EXERCISE MATERIALS:
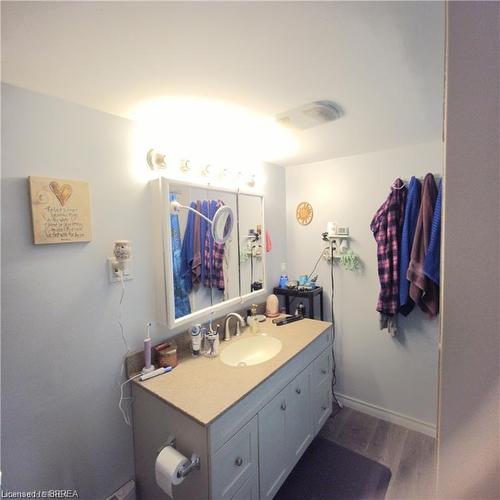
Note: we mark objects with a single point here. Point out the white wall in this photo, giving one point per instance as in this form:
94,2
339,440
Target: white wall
61,346
397,374
469,416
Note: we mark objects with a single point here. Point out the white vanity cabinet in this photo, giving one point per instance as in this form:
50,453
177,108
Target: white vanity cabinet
246,452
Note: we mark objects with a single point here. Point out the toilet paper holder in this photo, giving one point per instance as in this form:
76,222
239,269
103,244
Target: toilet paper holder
194,463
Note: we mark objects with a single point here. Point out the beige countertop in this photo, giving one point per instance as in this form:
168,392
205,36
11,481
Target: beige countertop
204,388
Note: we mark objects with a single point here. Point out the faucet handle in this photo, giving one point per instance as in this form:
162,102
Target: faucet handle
238,329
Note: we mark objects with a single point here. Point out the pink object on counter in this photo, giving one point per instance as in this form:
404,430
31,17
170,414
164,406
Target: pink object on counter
269,243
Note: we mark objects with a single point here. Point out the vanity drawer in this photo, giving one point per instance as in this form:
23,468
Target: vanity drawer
322,368
235,462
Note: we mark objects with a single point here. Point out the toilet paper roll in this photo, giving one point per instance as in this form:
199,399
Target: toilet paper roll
168,463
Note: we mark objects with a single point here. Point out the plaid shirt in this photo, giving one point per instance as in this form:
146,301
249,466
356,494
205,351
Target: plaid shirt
214,259
386,227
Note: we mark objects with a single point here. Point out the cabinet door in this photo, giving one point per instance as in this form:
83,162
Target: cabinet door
235,462
273,460
249,490
298,418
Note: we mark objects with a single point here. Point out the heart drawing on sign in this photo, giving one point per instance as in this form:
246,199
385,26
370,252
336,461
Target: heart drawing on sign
62,193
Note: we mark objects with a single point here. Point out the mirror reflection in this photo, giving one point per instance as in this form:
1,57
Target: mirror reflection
252,243
204,247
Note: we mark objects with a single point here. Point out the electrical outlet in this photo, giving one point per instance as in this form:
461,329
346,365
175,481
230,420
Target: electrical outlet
114,268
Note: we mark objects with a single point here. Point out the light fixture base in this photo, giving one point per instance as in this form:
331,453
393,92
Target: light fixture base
156,160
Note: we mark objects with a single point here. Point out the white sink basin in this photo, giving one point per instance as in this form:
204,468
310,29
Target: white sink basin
251,351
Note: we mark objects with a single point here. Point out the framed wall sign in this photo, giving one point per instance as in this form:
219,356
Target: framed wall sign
60,210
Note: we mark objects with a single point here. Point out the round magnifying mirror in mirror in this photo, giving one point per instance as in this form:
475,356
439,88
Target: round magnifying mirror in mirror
222,224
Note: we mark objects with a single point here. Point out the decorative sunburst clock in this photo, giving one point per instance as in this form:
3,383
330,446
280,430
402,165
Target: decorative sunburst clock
304,213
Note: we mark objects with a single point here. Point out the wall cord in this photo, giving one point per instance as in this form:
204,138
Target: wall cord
126,416
332,299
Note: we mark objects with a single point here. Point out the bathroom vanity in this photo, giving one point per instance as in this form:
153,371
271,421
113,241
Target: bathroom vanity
249,425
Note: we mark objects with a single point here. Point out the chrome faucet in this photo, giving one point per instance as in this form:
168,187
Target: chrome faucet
241,322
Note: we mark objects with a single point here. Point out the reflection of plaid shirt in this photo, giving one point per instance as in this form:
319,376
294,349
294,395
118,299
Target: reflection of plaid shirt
386,227
214,259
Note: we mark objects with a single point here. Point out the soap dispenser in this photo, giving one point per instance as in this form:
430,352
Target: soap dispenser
211,342
252,320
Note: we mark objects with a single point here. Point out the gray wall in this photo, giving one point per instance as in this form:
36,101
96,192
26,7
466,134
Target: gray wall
469,420
395,378
61,346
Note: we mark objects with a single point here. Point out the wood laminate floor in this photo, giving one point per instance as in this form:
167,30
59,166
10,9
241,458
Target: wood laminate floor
408,454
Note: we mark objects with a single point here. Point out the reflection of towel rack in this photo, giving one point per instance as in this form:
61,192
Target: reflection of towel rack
193,464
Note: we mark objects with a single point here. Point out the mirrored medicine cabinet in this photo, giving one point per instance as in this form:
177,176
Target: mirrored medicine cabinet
213,250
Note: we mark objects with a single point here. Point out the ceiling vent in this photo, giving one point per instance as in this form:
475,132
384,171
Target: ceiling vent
310,115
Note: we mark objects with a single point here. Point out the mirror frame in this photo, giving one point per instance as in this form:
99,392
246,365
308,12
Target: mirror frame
167,303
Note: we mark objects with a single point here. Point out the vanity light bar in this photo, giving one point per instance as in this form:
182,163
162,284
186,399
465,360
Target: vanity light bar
157,162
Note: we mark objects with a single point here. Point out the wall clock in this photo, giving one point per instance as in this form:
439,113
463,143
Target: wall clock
304,213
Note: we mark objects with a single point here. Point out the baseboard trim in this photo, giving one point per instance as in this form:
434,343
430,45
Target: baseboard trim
388,415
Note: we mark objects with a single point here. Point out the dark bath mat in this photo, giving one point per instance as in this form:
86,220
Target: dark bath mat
328,471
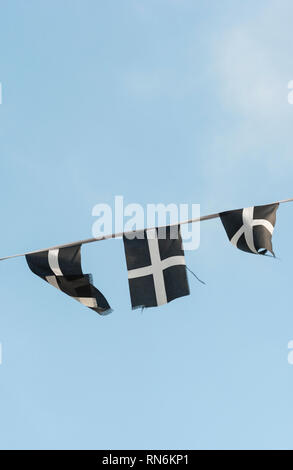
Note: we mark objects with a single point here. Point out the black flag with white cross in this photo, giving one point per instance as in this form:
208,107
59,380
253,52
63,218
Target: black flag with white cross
251,229
156,267
62,269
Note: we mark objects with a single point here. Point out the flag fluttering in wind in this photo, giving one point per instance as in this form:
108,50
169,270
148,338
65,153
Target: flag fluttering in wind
156,267
251,229
157,272
62,269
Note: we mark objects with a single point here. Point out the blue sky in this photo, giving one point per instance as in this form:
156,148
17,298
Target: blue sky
159,101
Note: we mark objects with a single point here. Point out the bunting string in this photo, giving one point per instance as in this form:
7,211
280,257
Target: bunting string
121,234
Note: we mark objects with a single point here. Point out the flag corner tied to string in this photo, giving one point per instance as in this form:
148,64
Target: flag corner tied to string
156,267
251,229
62,269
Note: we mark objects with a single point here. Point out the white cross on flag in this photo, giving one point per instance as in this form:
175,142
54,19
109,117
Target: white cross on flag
156,267
62,269
251,229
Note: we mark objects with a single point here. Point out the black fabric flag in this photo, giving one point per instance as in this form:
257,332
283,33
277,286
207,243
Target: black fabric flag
251,229
62,269
156,267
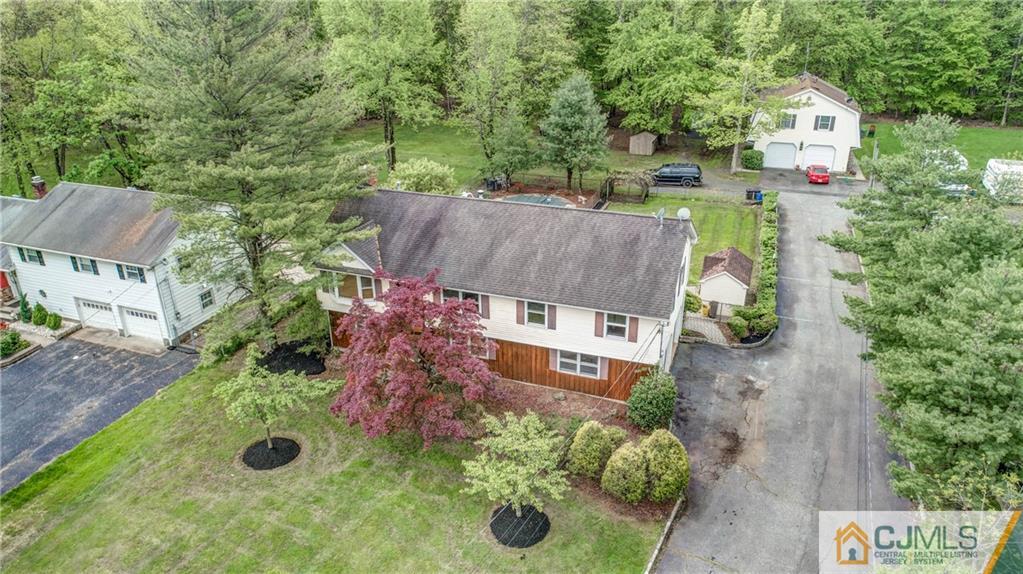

REQUIREMENT: Convert all of the data above into a JSON list of strings, with each line as its own string and blank lines omitted. Leave out the pictures.

COMPLETED TASK:
[
  "Note: we mark objects with a single point here. Point out the white wall in this photo, giving one point per instance as in this form:",
  "94,2",
  "339,440",
  "Target: white wall",
  "61,346",
  "397,374",
  "469,416",
  "Note: we mark objects with a single point here. Point out the white vanity cabinet in this photo, giving one point per instance as in this form:",
  "50,453",
  "177,108",
  "Target: white vanity cabinet",
  "246,452",
  "Note: we mark objects with a single point here. Point out the toilet paper holder in this photo, giving one point per instance as in this form:",
  "76,222",
  "239,269",
  "103,244",
  "Target: toilet paper holder",
  "194,463",
  "Note: we mark objects with a single point here. Point out the beige countertop in this photo, giving one point per instance as in this form:",
  "168,392",
  "205,36",
  "11,481",
  "Target: beige countertop",
  "204,388",
  "Note: we mark objects with a single point here. Point out the faucet handle in this photo, giving one point per instance as in this form:",
  "162,102",
  "Target: faucet handle",
  "238,329",
  "Note: we mark objects with a single point here. Point out the pink object on counter in this photo, giving one point per instance as in this form:",
  "404,430",
  "31,17",
  "170,414",
  "164,406",
  "Target: pink object on counter",
  "269,243",
  "Note: we mark objects with a single point here. Point out the vanity drawer in this photo, giving one point per instance as in this form:",
  "23,468",
  "Target: vanity drawer",
  "322,368",
  "235,462",
  "Note: we mark objects with a single point here. Point out the toilet paper roll in this photo, giving one point per instance as in this form:",
  "199,399",
  "Target: toilet paper roll",
  "168,463",
  "Note: we mark objects with a single point here. Point out the plaid shirt in this photo, giving one point per instance as in this form:",
  "146,301",
  "249,466",
  "356,494",
  "205,351",
  "Target: plaid shirt",
  "214,259",
  "386,227",
  "Note: we mark objects with a single point here. Point out the cabinet door in this photo, giving one point per instance as in this form:",
  "83,162",
  "Target: cabinet door",
  "235,462",
  "273,460",
  "249,490",
  "298,418",
  "Note: we mark objects with a single point here. Point out the heart drawing on sign in this photo, giving one point per instance as in this form:",
  "246,199",
  "385,26",
  "370,252",
  "336,461",
  "Target: heart drawing on sign",
  "62,193",
  "Note: we mark objects with a single point here. Point out the mirror reflection in this photo, giving one point per instance as in this form:",
  "1,57",
  "Target: mirror reflection",
  "252,243",
  "204,247",
  "Note: we mark objects with a single point here. Point out the electrical outlet in this photo, giving one point per instance as in this form:",
  "461,329",
  "346,365",
  "175,481",
  "230,420",
  "Target: electrical outlet",
  "114,268",
  "Note: we mark objects with a single point here. Point out the light fixture base in this photo, giving one point per instance as in this form:",
  "331,453",
  "393,92",
  "Target: light fixture base",
  "156,160",
  "Note: we mark objects with a single point here. Point out the white sink basin in this photo, giving one point per instance as in this form:",
  "204,468",
  "310,29",
  "Target: white sink basin",
  "251,351",
  "Note: we mark objects with a single point here. Point out the framed wall sign in this photo, giving one point per instance as in this form:",
  "219,356",
  "Target: framed wall sign",
  "60,210",
  "Note: we mark objects with a single point here. Point out the round magnifying mirror in mirror in this photo, giving one point per instance as in this form:",
  "475,356",
  "439,88",
  "Target: round magnifying mirror in mirror",
  "222,224",
  "Note: we mark objects with a single point here. Point out the decorative sunburst clock in this photo, giving one point per instance as in this form:",
  "3,383",
  "330,446",
  "280,430",
  "402,165",
  "Target: decorative sunburst clock",
  "304,213",
  "Note: we mark objects with a single point here. Point out the wall cord in this photo, giving one point per instance as in this form:",
  "204,138",
  "Target: wall cord",
  "126,416",
  "332,299",
  "Note: we mark objects with a single point here. Point out the bathroom vanity in this photo, giving one point per instance as in this form:",
  "153,371",
  "271,421",
  "113,241",
  "Target: bathroom vanity",
  "249,425",
  "Note: we mark objects with a single point here. Point out the chrome faucet in this photo, giving one point per instance as in this form:",
  "168,187",
  "Target: chrome faucet",
  "241,322",
  "Note: we mark objects with a single point here. Point out the reflection of plaid shirt in this photo, giving one point per instance as in this form:",
  "319,376",
  "294,349",
  "294,395",
  "118,299",
  "Target: reflection of plaid shirt",
  "386,227",
  "214,259",
  "Note: we mark objects with a single point here. Point out the soap dispenser in this photo, giving one point per instance as in this form:",
  "430,352",
  "Target: soap dispenser",
  "211,342",
  "252,320",
  "Note: we mark objects with a single point here. Point out the gray wall in this photo, giving one point per instance as in this form:",
  "36,101",
  "96,192",
  "26,7",
  "466,134",
  "Target: gray wall",
  "469,420",
  "395,378",
  "61,346",
  "Note: we mark objects with a single point here. Point out the wood laminate floor in this photo, giving one point per instance as in this form:",
  "167,30",
  "59,166",
  "10,9",
  "241,458",
  "Target: wood laminate floor",
  "408,454",
  "Note: we mark objects with a single point here. Point out the reflection of towel rack in this photo, giving one point per instance as in this form:",
  "61,192",
  "Target: reflection of towel rack",
  "193,464",
  "Note: we mark objects with a single point here. Point out the mirrored medicine cabinet in this photo, giving one point per instance as in this form:",
  "177,176",
  "Target: mirrored medicine cabinet",
  "213,250",
  "Note: we mark objects with a single point here. Point out the ceiling vent in this photo, giving one point per instance as in this form:",
  "475,132",
  "384,171",
  "Target: ceiling vent",
  "310,115",
  "Note: we mark objects with a single point here. Point out the mirror frame in this photo, giving one point per instance as in this form:",
  "99,392",
  "246,365",
  "308,12",
  "Target: mirror frame",
  "167,303",
  "Note: we mark objects with a single point here. Point out the vanity light bar in this photo, giving one point per instance as in this form:",
  "182,163",
  "162,284",
  "186,399",
  "465,360",
  "Target: vanity light bar",
  "157,162",
  "Note: we mark objects with a single point here. Point out the wall clock in this photo, giving one point per instance as in this form:",
  "439,113",
  "463,143",
  "Target: wall clock",
  "304,213",
  "Note: we mark objects with a single point here. Point out the baseboard trim in this photo, giving one point per instance as in this form:",
  "434,343",
  "430,45",
  "Target: baseboard trim",
  "388,415",
  "Note: we mark objects with a single point here. Point out the dark bath mat in this photo, giving one point per instance as in this form:",
  "86,220",
  "Target: dark bath mat",
  "328,471",
  "Note: we mark objects with a single point here. Point out the black flag with white cross in this photo, giving one point per instance as in this form:",
  "208,107",
  "59,380",
  "253,52",
  "63,218",
  "Target: black flag with white cross",
  "251,229",
  "156,267",
  "62,269",
  "Note: we mark objects with a single point here. Point out the flag fluttering in wind in this photo, giving one point per instance as in this form:",
  "108,50",
  "169,270",
  "148,338",
  "65,153",
  "Target: flag fluttering in wind",
  "156,267",
  "251,229",
  "157,272",
  "62,269",
  "Note: we mark objects with a single point here. Point out the blue sky in this photo, giving one point per instance as in this form:",
  "156,148",
  "17,298",
  "Target: blue sky",
  "159,101",
  "Note: we mark objects with a single point here. Point out the bunting string in this photo, giving one point per instance as in this form:",
  "7,211",
  "280,257",
  "Target: bunting string",
  "121,234",
  "Note: we mark objects with a single point here. Point out the flag corner tied to string in this photo, giving one point per instance as in this form:",
  "148,64",
  "Target: flag corner tied to string",
  "156,267",
  "251,229",
  "62,269",
  "Note: we mark objects with a single point here. Point out the white cross on flag in this photo, giving one point per instance as in this form:",
  "175,142",
  "54,19",
  "109,117",
  "Target: white cross on flag",
  "156,267",
  "62,269",
  "251,229",
  "Note: we mark objects with a single point here. Point out the black fabric flag in this photo, giving one point per instance as in this form:",
  "257,332",
  "283,33",
  "277,286",
  "207,243",
  "Target: black fabric flag",
  "251,229",
  "62,269",
  "156,267"
]